Pensacola Bay is a bay located in the northwestern part of Florida, United States, known as the Florida Panhandle.

The bay, an inlet of the Gulf of Mexico, is located in Escambia County and Santa Rosa County, adjacent to the city of Pensacola, Florida, and is about 13 miles (21 km) long and 2.5 miles (4 km) wide.  The Pensacola Bay estuarine system, including Escambia Bay, Pensacola Bay, Blackwater Bay, East Bay, and Santa Rosa Sound, and four rivers — the Escambia, Blackwater, Yellow, and East Bay rivers — is 144 square miles, and it is the fourth largest estuarine system in Florida.

Pensacola Bay is formed and protected by Fairpoint Peninsula and the barrier island of Santa Rosa. The Pensacola Bay Bridge crosses the bay, connecting Pensacola to Gulf Breeze on the western end of the peninsula. The Gulf Islands National Seashore includes Santa Rosa Island, and encloses part of the bay. The Gulf Intracoastal Waterway runs through a section of the bay. Pensacola Bay leads into Escambia Bay to the north, and to the East Bay. Pensacola Pass connects the Bay to the Gulf of Mexico.

History 
After the War of 1812, the federal government decided to fortify Pensacola and Pensacola Bay. It built the Navy Yard west of the city in Warrington, starting in 1828 (this was redeveloped in the 20th century as Naval Air Station Pensacola). It completed construction of Fort Pickens in 1834 at the western end of Santa Rosa Island; completed Fort McRee in 1839, and completed redesign and expansion of Fort Barrancas in 1844, to add to defenses.

☆ ☆ ☆ ☆ ☆

» **Set problem 1**: Reproduce the Pensacola Bay passage word for word, between "The bay, an" and "system in Florida.", inclusive.
» **Set problem 2**: Carry on with the Pensacola Bay passage, picking up right after its final sentence.

» **Extracted data**:
☆ ☆ ☆ ☆ ☆

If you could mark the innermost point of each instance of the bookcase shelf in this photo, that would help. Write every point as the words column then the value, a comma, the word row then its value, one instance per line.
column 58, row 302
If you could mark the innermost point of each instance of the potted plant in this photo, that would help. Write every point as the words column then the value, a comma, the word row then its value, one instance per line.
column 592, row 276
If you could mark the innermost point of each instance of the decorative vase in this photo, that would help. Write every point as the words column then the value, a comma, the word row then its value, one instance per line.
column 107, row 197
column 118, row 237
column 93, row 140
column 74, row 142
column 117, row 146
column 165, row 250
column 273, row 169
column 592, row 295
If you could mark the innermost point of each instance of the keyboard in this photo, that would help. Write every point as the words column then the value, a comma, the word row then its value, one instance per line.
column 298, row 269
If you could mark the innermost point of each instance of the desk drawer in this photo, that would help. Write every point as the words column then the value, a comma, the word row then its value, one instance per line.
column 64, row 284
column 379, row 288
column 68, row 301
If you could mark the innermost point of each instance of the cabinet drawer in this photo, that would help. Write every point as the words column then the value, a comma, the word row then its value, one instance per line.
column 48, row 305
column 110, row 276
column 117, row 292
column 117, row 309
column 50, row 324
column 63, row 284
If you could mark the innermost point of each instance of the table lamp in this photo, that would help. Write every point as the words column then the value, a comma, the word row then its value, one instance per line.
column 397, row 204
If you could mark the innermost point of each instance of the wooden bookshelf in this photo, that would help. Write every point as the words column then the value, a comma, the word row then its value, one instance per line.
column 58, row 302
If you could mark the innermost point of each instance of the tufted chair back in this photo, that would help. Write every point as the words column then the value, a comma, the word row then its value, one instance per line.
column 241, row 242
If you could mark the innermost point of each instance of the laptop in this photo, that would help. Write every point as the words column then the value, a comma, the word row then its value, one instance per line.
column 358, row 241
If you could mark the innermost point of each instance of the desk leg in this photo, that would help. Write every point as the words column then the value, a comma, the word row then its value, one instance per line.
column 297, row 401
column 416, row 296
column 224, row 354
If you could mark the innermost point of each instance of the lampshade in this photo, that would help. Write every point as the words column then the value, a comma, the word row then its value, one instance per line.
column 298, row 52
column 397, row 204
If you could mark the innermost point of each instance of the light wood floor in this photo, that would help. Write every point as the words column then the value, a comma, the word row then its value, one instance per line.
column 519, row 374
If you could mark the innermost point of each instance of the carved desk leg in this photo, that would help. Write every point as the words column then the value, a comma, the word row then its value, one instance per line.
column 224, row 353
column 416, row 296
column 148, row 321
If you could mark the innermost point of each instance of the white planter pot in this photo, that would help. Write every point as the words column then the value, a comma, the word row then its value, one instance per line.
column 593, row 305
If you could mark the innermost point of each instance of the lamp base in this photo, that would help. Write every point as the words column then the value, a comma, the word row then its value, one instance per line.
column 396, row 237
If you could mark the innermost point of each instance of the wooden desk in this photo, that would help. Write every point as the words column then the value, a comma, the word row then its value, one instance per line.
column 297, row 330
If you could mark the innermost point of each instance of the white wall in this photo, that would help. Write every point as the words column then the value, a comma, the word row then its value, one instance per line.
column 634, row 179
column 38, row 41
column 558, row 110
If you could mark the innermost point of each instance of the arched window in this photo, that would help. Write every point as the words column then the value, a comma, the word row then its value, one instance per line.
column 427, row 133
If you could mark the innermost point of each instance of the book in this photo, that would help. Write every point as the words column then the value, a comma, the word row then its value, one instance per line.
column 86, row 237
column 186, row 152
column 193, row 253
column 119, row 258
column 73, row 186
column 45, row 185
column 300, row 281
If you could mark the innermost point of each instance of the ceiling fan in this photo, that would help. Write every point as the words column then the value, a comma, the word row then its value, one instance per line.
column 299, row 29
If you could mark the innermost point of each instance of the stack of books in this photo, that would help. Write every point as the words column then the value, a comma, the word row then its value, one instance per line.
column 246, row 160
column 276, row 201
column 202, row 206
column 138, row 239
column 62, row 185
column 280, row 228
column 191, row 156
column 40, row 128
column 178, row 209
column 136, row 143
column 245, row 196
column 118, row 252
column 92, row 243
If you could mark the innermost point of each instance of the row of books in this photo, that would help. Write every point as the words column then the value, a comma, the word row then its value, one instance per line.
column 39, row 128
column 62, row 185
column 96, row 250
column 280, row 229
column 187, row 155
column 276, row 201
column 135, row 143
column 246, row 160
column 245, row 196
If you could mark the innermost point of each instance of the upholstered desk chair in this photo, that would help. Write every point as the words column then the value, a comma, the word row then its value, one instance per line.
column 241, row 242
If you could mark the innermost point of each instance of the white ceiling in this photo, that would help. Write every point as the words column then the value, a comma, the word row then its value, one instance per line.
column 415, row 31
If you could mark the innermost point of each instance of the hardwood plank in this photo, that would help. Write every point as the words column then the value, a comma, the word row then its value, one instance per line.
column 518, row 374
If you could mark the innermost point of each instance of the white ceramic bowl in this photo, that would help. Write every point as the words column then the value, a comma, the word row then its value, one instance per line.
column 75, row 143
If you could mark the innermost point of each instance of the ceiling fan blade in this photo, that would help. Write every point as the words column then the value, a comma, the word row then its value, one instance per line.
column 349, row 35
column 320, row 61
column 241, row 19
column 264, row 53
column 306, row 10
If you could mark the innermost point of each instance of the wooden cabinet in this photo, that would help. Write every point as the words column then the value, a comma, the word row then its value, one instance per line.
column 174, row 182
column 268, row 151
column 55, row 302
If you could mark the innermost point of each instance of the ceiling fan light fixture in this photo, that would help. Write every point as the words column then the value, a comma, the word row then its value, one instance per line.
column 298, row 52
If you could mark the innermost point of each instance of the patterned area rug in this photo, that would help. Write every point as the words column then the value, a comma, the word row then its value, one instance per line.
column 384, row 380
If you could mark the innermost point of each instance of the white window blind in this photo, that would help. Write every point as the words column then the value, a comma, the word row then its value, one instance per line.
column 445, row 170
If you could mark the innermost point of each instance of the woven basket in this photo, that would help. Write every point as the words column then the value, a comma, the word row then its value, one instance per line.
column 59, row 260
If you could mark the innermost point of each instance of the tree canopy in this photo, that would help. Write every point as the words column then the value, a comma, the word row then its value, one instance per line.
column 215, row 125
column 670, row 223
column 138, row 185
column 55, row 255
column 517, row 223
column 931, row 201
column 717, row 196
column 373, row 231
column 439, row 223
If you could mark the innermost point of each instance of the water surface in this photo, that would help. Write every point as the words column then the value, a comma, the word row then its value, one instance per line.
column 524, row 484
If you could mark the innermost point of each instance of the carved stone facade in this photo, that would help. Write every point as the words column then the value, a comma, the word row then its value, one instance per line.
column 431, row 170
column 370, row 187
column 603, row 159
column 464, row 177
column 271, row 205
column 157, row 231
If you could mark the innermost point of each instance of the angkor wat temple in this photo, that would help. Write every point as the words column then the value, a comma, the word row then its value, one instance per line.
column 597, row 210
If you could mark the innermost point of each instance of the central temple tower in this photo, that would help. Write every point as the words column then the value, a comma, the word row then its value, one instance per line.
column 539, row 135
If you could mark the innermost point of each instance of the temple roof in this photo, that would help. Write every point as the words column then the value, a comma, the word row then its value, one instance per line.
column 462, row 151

☆ ☆ ☆ ☆ ☆

» **Reply 1**:
The bay, an inlet of the Gulf of Mexico, is located in Escambia County and Santa Rosa County, adjacent to the city of Pensacola, Florida, and is about 13 miles (21 km) long and 2.5 miles (4 km) wide.  The Pensacola Bay estuarine system, including Escambia Bay, Pensacola Bay, Blackwater Bay, East Bay, and Santa Rosa Sound, and four rivers — the Escambia, Blackwater, Yellow, and East Bay rivers — is 144 square miles, and it is the fourth largest estuarine system in Florida.

» **Reply 2**:
2010 Gulf oil spill
Following the Deepwater Horizon oil spill (called the "Gulf oil spill"), the government and BP planned to close the entrance to Pensacola Pass with a floating barrier system in June 2010, to control tidal flow of oil entering from the Gulf of Mexico. The daily high tide was causing oil-contaminated water to enter Pensacola Bay. Such a barrier system is designed to allow boats to travel through Pensacola Pass during the outflowing tide, but to close during the rising tide.

The booming plan was never carried out.  The Pass was only boomed for a day due to strong currents which broke the boom. No other plan was in place in areas of less current nor was there a plan to trap incoming oil. Oil product entered the pass.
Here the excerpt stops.